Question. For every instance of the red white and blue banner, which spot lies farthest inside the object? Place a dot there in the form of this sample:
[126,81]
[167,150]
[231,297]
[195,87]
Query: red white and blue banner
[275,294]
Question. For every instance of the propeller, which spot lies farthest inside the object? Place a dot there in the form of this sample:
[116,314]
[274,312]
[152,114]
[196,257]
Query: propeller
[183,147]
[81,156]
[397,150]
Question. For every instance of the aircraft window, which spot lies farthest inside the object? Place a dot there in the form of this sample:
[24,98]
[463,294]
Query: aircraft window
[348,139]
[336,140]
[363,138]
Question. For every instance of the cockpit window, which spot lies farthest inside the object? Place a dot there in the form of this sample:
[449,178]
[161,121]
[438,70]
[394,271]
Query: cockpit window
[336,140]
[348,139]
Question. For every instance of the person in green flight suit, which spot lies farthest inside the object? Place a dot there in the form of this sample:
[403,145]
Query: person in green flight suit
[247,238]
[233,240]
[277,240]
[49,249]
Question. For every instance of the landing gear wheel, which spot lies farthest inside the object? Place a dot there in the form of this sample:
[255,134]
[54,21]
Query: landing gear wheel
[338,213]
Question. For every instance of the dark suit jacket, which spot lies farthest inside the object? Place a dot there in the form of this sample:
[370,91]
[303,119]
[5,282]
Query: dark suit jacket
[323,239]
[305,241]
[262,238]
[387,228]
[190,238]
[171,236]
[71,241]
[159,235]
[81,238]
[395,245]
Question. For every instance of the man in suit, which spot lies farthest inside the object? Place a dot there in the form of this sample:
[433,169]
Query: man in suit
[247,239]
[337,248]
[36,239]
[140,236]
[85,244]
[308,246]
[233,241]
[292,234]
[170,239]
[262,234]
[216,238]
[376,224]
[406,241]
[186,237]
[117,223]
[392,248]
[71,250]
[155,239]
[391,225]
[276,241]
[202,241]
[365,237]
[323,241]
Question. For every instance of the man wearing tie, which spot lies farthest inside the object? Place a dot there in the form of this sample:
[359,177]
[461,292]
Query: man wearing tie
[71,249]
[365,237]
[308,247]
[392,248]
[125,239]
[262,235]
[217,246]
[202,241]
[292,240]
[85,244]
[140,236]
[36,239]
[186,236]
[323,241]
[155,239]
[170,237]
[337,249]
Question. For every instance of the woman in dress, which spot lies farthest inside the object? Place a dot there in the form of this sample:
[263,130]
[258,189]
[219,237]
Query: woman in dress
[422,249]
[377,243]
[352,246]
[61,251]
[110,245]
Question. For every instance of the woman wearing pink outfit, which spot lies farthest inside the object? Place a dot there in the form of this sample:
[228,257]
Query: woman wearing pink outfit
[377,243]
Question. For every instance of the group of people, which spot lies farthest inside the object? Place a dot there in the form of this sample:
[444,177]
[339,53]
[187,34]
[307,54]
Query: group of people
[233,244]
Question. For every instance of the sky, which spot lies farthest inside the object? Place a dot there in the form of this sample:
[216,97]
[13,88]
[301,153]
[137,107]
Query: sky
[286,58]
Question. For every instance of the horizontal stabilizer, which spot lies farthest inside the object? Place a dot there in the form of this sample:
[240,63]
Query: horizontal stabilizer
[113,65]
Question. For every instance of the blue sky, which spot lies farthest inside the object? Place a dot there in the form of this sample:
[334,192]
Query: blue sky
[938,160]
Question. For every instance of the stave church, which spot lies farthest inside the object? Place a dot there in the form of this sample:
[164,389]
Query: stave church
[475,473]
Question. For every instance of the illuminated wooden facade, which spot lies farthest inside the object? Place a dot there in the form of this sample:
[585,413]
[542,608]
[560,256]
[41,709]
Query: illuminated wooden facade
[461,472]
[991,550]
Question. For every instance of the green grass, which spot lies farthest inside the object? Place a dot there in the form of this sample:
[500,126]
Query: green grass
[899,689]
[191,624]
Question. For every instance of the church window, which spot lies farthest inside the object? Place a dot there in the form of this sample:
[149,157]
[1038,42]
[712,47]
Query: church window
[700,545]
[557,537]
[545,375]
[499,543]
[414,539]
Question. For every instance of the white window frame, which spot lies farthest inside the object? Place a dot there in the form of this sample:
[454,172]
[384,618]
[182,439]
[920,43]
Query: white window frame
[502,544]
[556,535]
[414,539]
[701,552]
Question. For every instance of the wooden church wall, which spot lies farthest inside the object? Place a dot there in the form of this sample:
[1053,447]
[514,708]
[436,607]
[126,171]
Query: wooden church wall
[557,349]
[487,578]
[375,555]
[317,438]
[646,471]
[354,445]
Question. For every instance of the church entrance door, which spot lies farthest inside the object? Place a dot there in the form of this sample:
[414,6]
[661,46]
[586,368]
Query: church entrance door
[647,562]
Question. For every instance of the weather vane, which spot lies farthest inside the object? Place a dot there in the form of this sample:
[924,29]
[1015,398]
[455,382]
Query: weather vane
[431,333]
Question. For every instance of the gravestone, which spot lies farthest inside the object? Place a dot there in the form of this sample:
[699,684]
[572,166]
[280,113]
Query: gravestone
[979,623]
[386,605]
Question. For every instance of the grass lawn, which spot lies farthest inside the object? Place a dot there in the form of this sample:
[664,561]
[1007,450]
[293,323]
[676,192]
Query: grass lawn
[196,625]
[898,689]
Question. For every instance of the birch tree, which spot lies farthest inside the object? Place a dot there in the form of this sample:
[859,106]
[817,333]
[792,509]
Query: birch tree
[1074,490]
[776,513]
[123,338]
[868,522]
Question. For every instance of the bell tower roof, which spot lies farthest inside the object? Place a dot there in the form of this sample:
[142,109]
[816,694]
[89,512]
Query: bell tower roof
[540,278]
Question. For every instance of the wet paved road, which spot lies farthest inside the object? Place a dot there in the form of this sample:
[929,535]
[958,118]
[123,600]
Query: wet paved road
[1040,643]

------------------------

_PROBLEM_
Reprint every entry exactly.

_EXERCISE RESPONSE_
Question. For every instance of the red white and blue banner, which spot lies farthest inside the object? Place a dot there in the form of this sample:
[126,81]
[167,150]
[231,297]
[195,87]
Query: red white and blue banner
[275,294]
Question. For every instance of the propeller, which spot lies farthest inside the object? Place a dot there in the form of this sample:
[116,314]
[274,312]
[152,114]
[196,257]
Query: propeller
[183,147]
[81,156]
[397,150]
Question. For every instance of the aircraft window, which spot lies farthest inside the object? Place a dot there in the form of this sample:
[24,98]
[463,294]
Query: aircraft window
[348,139]
[336,140]
[363,138]
Question. For every instance of the cockpit window, which spot lies farthest inside the object? Place a dot there in the form of this sample:
[449,178]
[161,121]
[438,70]
[394,271]
Query: cockpit window
[336,140]
[348,139]
Question. For every instance of the person in green flight suit, which spot lies farthest inside the object? Place a dot there in the form of this sample:
[403,145]
Query: person in green flight suit
[247,238]
[233,240]
[277,240]
[49,249]
Question. For every instance of the landing gear wheel, which spot lies farthest inside the object? Place a dot there in the form of this sample:
[255,134]
[54,21]
Query: landing gear wheel
[338,213]
Question. For every instance of the dark suit jacket, which spot lies farthest inside the object? Place a dot there in the form of this sample:
[370,91]
[303,119]
[5,282]
Query: dark suit jacket
[323,239]
[305,241]
[262,238]
[387,228]
[190,238]
[171,236]
[71,241]
[159,235]
[81,238]
[395,245]
Question. For every instance of the man in suit, which spot lies farthest inside the object? Place a dot there in the form of this sample:
[433,169]
Query: man in suit
[247,239]
[337,248]
[36,239]
[140,236]
[85,244]
[308,246]
[233,241]
[292,234]
[170,239]
[262,234]
[216,238]
[376,224]
[406,241]
[186,237]
[117,223]
[392,248]
[71,250]
[155,239]
[391,225]
[276,241]
[202,241]
[365,237]
[323,241]
Question. For every instance of the man wearing tie, which spot lies farthest inside the object? Place a dot there in the form of this sample:
[359,177]
[461,292]
Query: man wearing tie
[71,249]
[365,237]
[308,247]
[392,248]
[125,239]
[262,235]
[217,246]
[202,241]
[292,240]
[85,244]
[140,236]
[36,239]
[186,236]
[323,241]
[155,239]
[170,237]
[337,249]
Question. For every instance of the woman in dress, which spot lies farthest inside the object? Place a dot there in the form of this sample:
[263,130]
[258,189]
[219,237]
Query: woman in dress
[422,249]
[377,243]
[352,246]
[61,251]
[110,245]
Question. For every instance of the woman wearing pink outfit, which spot lies farthest inside the object? Place a dot there in the form of this sample:
[228,257]
Query: woman wearing pink outfit
[377,243]
Question. For every instance of the group of people, which spot lies farthest inside the object? Place a dot there in the form of this sample:
[444,177]
[339,53]
[187,34]
[307,54]
Query: group of people
[233,244]
Question. For every instance of the sky, which spot lies farthest inside the object? Place a dot there in the form of this sample:
[216,97]
[13,88]
[301,153]
[137,107]
Query: sky
[286,58]
Question. For every instance of the horizontal stabilizer, which spot lies farthest inside the object? Place a dot there in the form of this sample:
[240,63]
Query: horizontal stabilizer
[113,65]
Question. For every instance of the blue sky, which spot lies farthest inside the object? Place a dot there in the form of this sample:
[334,192]
Query: blue sky
[938,160]
Question. For every instance of the stave church, which spot lies farthest inside the object? Place a dot there in the form of this sample:
[164,389]
Query: stave church
[475,473]
Question. For every instance of the illuminated wooden facade, which spot lies farthest inside the object? Place a dot there in the form of this sample:
[585,413]
[542,608]
[560,256]
[41,709]
Query: illuminated wooden facade
[461,472]
[991,550]
Question. For every instance of the green grass, which spot lies farthest inside the object? Place a dot there in the form of this sample:
[500,126]
Query: green grass
[899,689]
[191,624]
Question. For every instance of the church window, which spot lies farthest inside the object? Place a dot there in the form of this sample:
[149,157]
[1038,42]
[712,47]
Query: church window
[700,545]
[557,537]
[545,375]
[499,543]
[414,539]
Question. For every instance of the white window frame, which spot lies farthest inside the object? Place a dot there in the form of this sample:
[454,172]
[384,618]
[182,439]
[920,43]
Query: white window frame
[502,544]
[556,535]
[414,539]
[701,552]
Question. For every instance of the wooden church wall, which spot lies farthest inside the object? Place a dot there in the form of this sample:
[1053,447]
[514,708]
[436,607]
[126,171]
Query: wooden church wall
[557,349]
[487,578]
[375,555]
[317,438]
[646,471]
[354,445]
Question. For every instance of the church entrance door, which spot lies farthest inside the object? Place a dot there in the form of this sample:
[414,6]
[661,46]
[586,368]
Query: church entrance door
[647,562]
Question. For every instance of the weather vane, which spot lies farthest inside the object? Place a dot there in the form of this sample:
[924,29]
[1015,398]
[455,382]
Query: weather vane
[431,333]
Question. For every instance of the gravestone, which spot lies farthest inside the object? Place a dot there in the form of this sample:
[699,684]
[572,166]
[280,113]
Query: gravestone
[979,623]
[386,605]
Question. For every instance of the grass lawn, which spot lies farthest inside the object? Place a dot there in the form of this sample:
[664,561]
[1007,450]
[293,323]
[676,192]
Query: grass lawn
[196,625]
[898,689]
Question. For every instance of the birch tree, which spot lies farthest inside the object? Place a dot there in the form of this sample:
[859,106]
[817,333]
[792,509]
Query: birch tree
[1074,490]
[776,513]
[123,338]
[868,522]
Question. For every instance of the bell tower roof, which spot lies farthest inside the object? Place a dot there in the form of this sample:
[142,109]
[816,694]
[89,512]
Query: bell tower roof
[540,278]
Question. For every instance of the wet paved road, which spot lies farthest inside the object? Place a dot there in the form of this sample:
[929,535]
[958,118]
[123,600]
Query: wet paved road
[1040,643]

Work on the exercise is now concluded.